▶ [Short task]: Rewrite all of the records below, keeping each request line. Offset every coordinate in the answers by adding 100 to it. Leave out the picture lines.

[Image point annotation records]
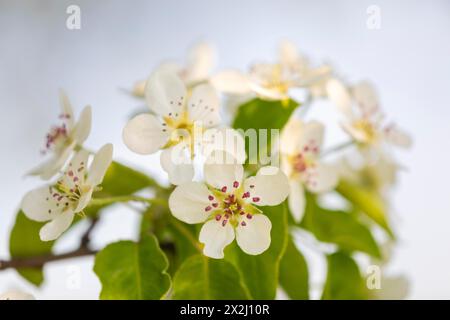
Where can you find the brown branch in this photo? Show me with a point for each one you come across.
(39, 261)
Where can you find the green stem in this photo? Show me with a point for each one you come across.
(111, 200)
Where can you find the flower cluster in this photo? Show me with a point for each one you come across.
(78, 177)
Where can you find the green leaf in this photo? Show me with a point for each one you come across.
(344, 280)
(340, 228)
(202, 278)
(24, 242)
(260, 273)
(366, 201)
(294, 273)
(132, 271)
(262, 114)
(24, 238)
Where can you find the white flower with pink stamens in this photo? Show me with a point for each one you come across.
(197, 68)
(300, 150)
(364, 118)
(274, 81)
(182, 124)
(227, 205)
(58, 203)
(62, 140)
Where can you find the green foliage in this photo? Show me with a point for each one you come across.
(344, 281)
(135, 271)
(260, 273)
(262, 114)
(24, 238)
(340, 228)
(367, 201)
(294, 273)
(202, 278)
(24, 242)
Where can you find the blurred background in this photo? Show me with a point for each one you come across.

▶ [Complete answer]:
Where can you find the brown branch in this photo? Show me with a point for each one you come across.
(139, 361)
Where can you find the green stem in this photo? Show me with a point for each one you come across.
(211, 300)
Where can you find the flower cluster in this photo? Show me with a point for each one you come across.
(178, 277)
Where can you find the green leaf in this photo? Show me with a point for each one you come across.
(444, 380)
(440, 328)
(302, 378)
(124, 342)
(360, 373)
(466, 301)
(394, 373)
(232, 371)
(362, 214)
(124, 338)
Where can you find the white flower with pink stamens in this photo? Show me with a point for each one you come across.
(297, 168)
(400, 250)
(464, 218)
(374, 181)
(282, 224)
(327, 305)
(158, 303)
(162, 240)
Where can you find the green foliage in this photo? Show me with a point for each one you come across.
(444, 381)
(235, 371)
(360, 373)
(362, 214)
(124, 338)
(440, 328)
(467, 301)
(394, 373)
(302, 378)
(124, 342)
Where can you find the blurred background in this photo? Show me with a point for each one you come across.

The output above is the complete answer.